• Exercise directions: Could you reproduce every line of the data below word for word, leaving the pictures out of your copy?

** Begin Dataset records **

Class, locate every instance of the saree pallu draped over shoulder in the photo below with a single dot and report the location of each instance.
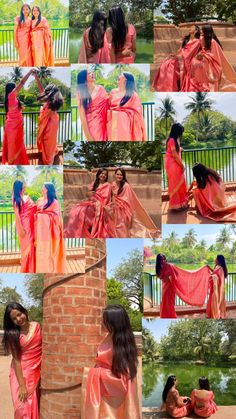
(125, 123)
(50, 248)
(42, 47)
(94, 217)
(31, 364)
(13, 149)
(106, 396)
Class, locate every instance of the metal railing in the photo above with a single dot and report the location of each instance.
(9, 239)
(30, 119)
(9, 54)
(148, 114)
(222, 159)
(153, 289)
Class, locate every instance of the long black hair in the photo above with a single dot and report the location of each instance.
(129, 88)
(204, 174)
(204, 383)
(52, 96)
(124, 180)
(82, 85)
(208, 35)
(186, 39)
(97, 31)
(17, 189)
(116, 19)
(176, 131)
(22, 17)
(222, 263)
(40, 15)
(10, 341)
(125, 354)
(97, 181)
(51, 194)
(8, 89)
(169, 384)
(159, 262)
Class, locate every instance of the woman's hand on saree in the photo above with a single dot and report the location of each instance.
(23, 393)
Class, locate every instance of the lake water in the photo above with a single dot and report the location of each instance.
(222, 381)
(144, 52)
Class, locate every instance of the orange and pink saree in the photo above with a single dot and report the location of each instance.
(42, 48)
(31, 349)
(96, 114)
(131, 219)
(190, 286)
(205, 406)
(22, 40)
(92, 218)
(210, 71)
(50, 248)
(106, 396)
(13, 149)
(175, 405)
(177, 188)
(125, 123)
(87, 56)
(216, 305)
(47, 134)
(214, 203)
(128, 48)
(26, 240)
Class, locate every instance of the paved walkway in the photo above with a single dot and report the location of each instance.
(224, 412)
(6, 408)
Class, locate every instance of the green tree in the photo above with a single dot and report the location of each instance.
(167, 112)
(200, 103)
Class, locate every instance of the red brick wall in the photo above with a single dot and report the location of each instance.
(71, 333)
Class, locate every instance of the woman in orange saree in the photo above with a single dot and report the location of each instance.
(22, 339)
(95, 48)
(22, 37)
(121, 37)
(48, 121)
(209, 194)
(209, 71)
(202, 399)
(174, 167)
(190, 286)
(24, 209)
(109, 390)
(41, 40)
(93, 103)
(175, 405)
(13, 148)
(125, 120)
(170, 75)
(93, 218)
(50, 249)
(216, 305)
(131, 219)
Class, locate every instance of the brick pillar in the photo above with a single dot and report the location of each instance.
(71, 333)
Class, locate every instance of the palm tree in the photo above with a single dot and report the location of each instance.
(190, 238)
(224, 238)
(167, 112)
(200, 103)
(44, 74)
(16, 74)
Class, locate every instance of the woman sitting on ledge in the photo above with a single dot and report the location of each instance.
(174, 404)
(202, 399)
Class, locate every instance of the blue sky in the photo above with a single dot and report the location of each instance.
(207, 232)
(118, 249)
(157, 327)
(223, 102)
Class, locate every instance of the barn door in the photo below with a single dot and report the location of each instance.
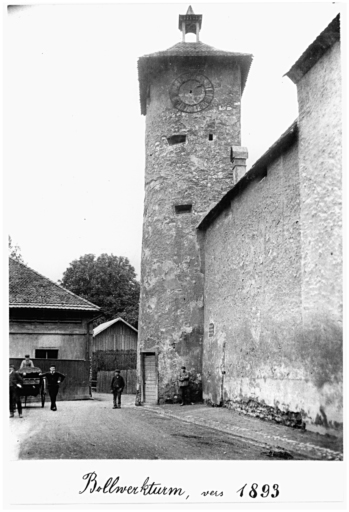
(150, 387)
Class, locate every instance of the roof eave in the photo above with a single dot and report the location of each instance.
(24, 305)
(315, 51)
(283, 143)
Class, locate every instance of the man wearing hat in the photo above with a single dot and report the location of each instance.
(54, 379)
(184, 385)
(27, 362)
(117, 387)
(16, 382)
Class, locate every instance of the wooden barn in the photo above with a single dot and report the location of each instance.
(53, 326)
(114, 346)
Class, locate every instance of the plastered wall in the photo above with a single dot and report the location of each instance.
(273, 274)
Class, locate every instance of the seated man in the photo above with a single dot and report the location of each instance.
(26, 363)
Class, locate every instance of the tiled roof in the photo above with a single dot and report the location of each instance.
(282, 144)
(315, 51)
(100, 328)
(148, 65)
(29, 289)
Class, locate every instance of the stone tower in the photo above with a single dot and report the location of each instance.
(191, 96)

** End Dataset records **

• Exercise result:
Class, locate every instance of the saree pallu draped over shoulder in the photo below with a single dot and report the location of each instance.
(125, 123)
(50, 248)
(42, 47)
(94, 217)
(31, 364)
(13, 149)
(106, 396)
Class, locate every instance of the metal railing in the photo above with a single dot and report the location of each instance.
(9, 239)
(30, 119)
(9, 54)
(148, 114)
(222, 159)
(153, 289)
Class, locate every instance of the long black hair in the photo above with a single dot and report the location of each instance.
(129, 88)
(204, 174)
(204, 383)
(52, 96)
(124, 180)
(82, 85)
(208, 35)
(186, 39)
(97, 31)
(17, 189)
(116, 19)
(176, 131)
(22, 17)
(222, 263)
(40, 15)
(10, 341)
(125, 354)
(97, 181)
(51, 194)
(8, 89)
(169, 384)
(159, 262)
Class, locate every instance of the woman's hand on saree in the photo above with a single dot and report the location of each instance.
(23, 393)
Class, locate every instance of the lake water in the photo above with a single dot and report the location of each instance.
(222, 381)
(144, 52)
Class, locate every instance of the orange and pink saree in the photo above with a single dot and report the location of each instance.
(42, 48)
(31, 349)
(96, 114)
(131, 219)
(190, 286)
(205, 406)
(22, 40)
(92, 218)
(210, 71)
(50, 248)
(106, 396)
(13, 149)
(175, 405)
(177, 188)
(125, 123)
(87, 56)
(216, 305)
(47, 134)
(214, 203)
(128, 48)
(26, 240)
Class, locate every instance of the paved walkway in the photo above with a single dot and report the location of each instance.
(224, 412)
(6, 408)
Class, locate every instance of the green tree in the photo above with a single dot and report the location of each instance.
(167, 112)
(200, 103)
Class, locate every instance of the red brick wall in the photo above with a single dot and report the location of each instance.
(71, 333)
Class, locate every instance of the woman in orange saree in the photo above with a single dot and report the location of each instance.
(22, 339)
(95, 48)
(22, 37)
(121, 37)
(48, 121)
(209, 194)
(209, 71)
(202, 399)
(174, 167)
(190, 286)
(24, 209)
(109, 390)
(41, 40)
(93, 103)
(175, 405)
(13, 148)
(125, 120)
(170, 75)
(93, 218)
(50, 249)
(216, 305)
(131, 219)
Class, locate every instance of the brick pillar in the photo above with a single dot and report the location of each instance.
(71, 333)
Class, locate every instance of the palm tree in the photo above with a single dot and report the location of each instance.
(190, 238)
(224, 238)
(167, 112)
(200, 103)
(44, 74)
(16, 74)
Class, locate every instance of the woman sitting on ledge in the photo above with a single dot and report the location of each instance.
(174, 404)
(202, 399)
Class, locate every instance of the blue sky in the photo above with a single dot and report the location of each instance.
(207, 232)
(118, 249)
(157, 327)
(223, 102)
Class, locate every instance of the barn door in the photo below with a single dot and report the location of each instance.
(150, 387)
Class, locate every instance of the roof eave in the photo above with a single dot and report the location of each instance.
(24, 305)
(315, 51)
(283, 143)
Class, locate every instance of the man wearing hat in the photo above with a single dot and report the location of each instance.
(54, 379)
(184, 385)
(27, 362)
(117, 387)
(16, 382)
Class, locate every instance of the wooden barn in the photo above with a single dot and report the location of each instance.
(53, 326)
(114, 346)
Class, locate every instance of the plastered wall in the photo above with a single dot and report the location of each instance.
(273, 274)
Class, locate every instance of the seated man in the photo above with a single dot and report the location of each instance.
(26, 363)
Class, locate every instance of the tiled roof in the photo above with a single dot and report the location of each instance.
(282, 144)
(315, 51)
(100, 328)
(148, 65)
(29, 289)
Class, locate every instance of the stone tower in the photo above with a single dot and report the location of each instance.
(191, 96)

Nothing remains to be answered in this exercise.